Transcribe each record below word for word.
(EXTRACTED DATA begins)
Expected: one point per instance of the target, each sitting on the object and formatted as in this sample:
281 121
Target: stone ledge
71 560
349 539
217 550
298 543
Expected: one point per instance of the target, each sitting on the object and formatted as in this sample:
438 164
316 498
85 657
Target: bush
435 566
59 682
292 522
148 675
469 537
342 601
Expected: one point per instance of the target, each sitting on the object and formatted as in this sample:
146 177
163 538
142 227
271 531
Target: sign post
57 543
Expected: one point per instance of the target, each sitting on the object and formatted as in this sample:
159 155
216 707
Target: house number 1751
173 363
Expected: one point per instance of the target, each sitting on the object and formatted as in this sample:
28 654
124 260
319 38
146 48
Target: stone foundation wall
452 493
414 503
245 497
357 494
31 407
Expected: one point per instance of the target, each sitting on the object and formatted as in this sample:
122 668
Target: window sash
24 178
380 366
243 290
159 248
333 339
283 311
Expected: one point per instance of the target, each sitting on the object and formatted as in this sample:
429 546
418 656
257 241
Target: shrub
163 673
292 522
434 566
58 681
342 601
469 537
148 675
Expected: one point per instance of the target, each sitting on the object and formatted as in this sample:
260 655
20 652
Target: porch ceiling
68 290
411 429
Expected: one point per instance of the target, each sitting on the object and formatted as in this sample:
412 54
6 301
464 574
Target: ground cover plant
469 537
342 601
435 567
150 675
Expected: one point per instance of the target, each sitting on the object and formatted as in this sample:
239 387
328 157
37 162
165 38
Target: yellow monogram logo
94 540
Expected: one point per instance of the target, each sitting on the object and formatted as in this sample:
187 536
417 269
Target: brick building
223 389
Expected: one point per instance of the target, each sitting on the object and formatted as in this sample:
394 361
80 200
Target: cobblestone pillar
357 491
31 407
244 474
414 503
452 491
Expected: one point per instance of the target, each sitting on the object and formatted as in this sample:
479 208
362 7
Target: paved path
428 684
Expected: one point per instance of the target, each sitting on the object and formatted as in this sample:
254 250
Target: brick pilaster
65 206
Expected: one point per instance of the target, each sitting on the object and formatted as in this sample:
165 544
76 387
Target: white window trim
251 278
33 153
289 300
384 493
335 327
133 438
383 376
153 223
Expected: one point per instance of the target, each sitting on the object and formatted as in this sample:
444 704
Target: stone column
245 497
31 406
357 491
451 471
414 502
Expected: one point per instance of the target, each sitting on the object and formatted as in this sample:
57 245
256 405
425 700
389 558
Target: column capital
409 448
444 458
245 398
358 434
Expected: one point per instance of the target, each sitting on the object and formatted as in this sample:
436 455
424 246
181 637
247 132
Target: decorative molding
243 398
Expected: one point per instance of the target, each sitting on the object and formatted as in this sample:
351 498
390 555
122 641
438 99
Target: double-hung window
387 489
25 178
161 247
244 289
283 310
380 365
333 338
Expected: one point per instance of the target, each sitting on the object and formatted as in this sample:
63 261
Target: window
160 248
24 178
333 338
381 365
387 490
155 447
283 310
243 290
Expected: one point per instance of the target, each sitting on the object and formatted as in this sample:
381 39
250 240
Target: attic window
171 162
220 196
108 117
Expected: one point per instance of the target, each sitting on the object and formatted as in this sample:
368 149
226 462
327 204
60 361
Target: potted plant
(EXTRACTED DATA ends)
*SOLUTION TO THE PROBLEM*:
Expected: one point per instance of the target, each sitting on the object and formatted as in this sample:
281 121
Target: stone ledge
71 560
349 539
217 550
298 543
Expected: one point per instance of the target, each sitting on the object and formatted as in this sample:
438 164
316 498
85 657
Target: bush
435 566
59 682
292 522
148 675
469 537
342 601
Expected: one point per instance of the target, each sitting on the object and formatted as in this sample:
146 177
163 538
142 227
271 531
Target: sign post
57 543
Expected: one point per instance of the target, each sitting on the object and formatted as in this sample:
159 155
216 707
Target: house number 1751
173 363
Expected: one point per instance of the target, each sitting on the object and formatted as in this sample:
28 654
124 260
319 38
146 48
Target: stone foundation wall
452 493
414 503
245 497
357 494
31 407
Expected: one point per instance of the target, each sitting on the object and formatted as in this sample:
122 668
Target: window sash
24 178
380 366
243 290
159 248
333 339
283 311
Expected: one point per instance of the target, each sitting on the object and formatted as in this sample:
429 546
418 656
257 241
Target: shrub
163 673
292 522
434 566
58 681
342 601
469 537
148 675
Expected: one point per instance of the target, each sitting on the object and formatted as in this sample:
260 655
20 652
Target: porch ceiling
68 290
411 429
Expected: one point per instance of the target, each sitting on the object and formatted as in this sample:
412 54
6 301
464 574
Target: ground cover plant
469 537
342 601
435 567
150 675
Expected: one point per instance of the target, each sitting on the object and formatted as in this sample:
239 387
328 157
37 162
165 38
Target: yellow monogram logo
94 540
Expected: one point per instance of the target, each sitting on the object and formatted as in this sample:
187 536
417 269
Target: brick building
223 389
Expected: one point per instance of the target, each sitting on the object and formatted as in this sample:
394 361
80 200
Target: cobblestone pillar
357 491
31 407
244 474
414 503
452 491
Expected: one point per instance of the target, each sitting on the object and formatted as in this sample:
479 208
362 7
Target: paved path
428 684
Expected: one point per instance of the target, each sitting on the object and formatted as in this sample:
254 250
Target: brick pilaster
65 206
Expected: one point per instance of the target, each sitting on the object and formatted as in this sample:
165 544
76 387
Target: white window trim
251 278
33 153
289 300
384 493
335 327
133 438
383 376
153 223
Expected: one point per instance of the target, each sitting on the object and formatted as in this sample:
444 704
Target: stone column
245 497
31 406
357 491
451 471
414 502
Expected: one point per instance of the target, each sitting on the object and formatted as in this sample:
57 245
256 405
425 700
389 558
Target: column capital
409 448
444 458
245 398
358 434
Expected: one point per instance of the target, each sitting on the object and formatted as in this sample:
436 455
424 246
181 637
247 132
Target: decorative molding
243 398
Expected: one point per instance of the target, each sitting on the object and formatted as in this sample:
351 498
390 555
122 641
438 99
Target: double-hung window
387 489
25 178
161 247
244 289
283 310
380 365
333 338
Expected: one point per instance of the target, each sitting on the object and formatted as in this sample:
63 261
Target: window
160 248
24 178
333 338
381 365
387 490
155 447
283 310
243 290
Expected: one point per instance of the target, each sitting on the object and formatted as in this sample:
381 39
250 240
Target: attic window
171 162
220 196
108 117
Expected: one point per instance of the target, each sitting on the object and formatted as in this sample:
368 149
226 462
327 204
60 361
Target: potted plant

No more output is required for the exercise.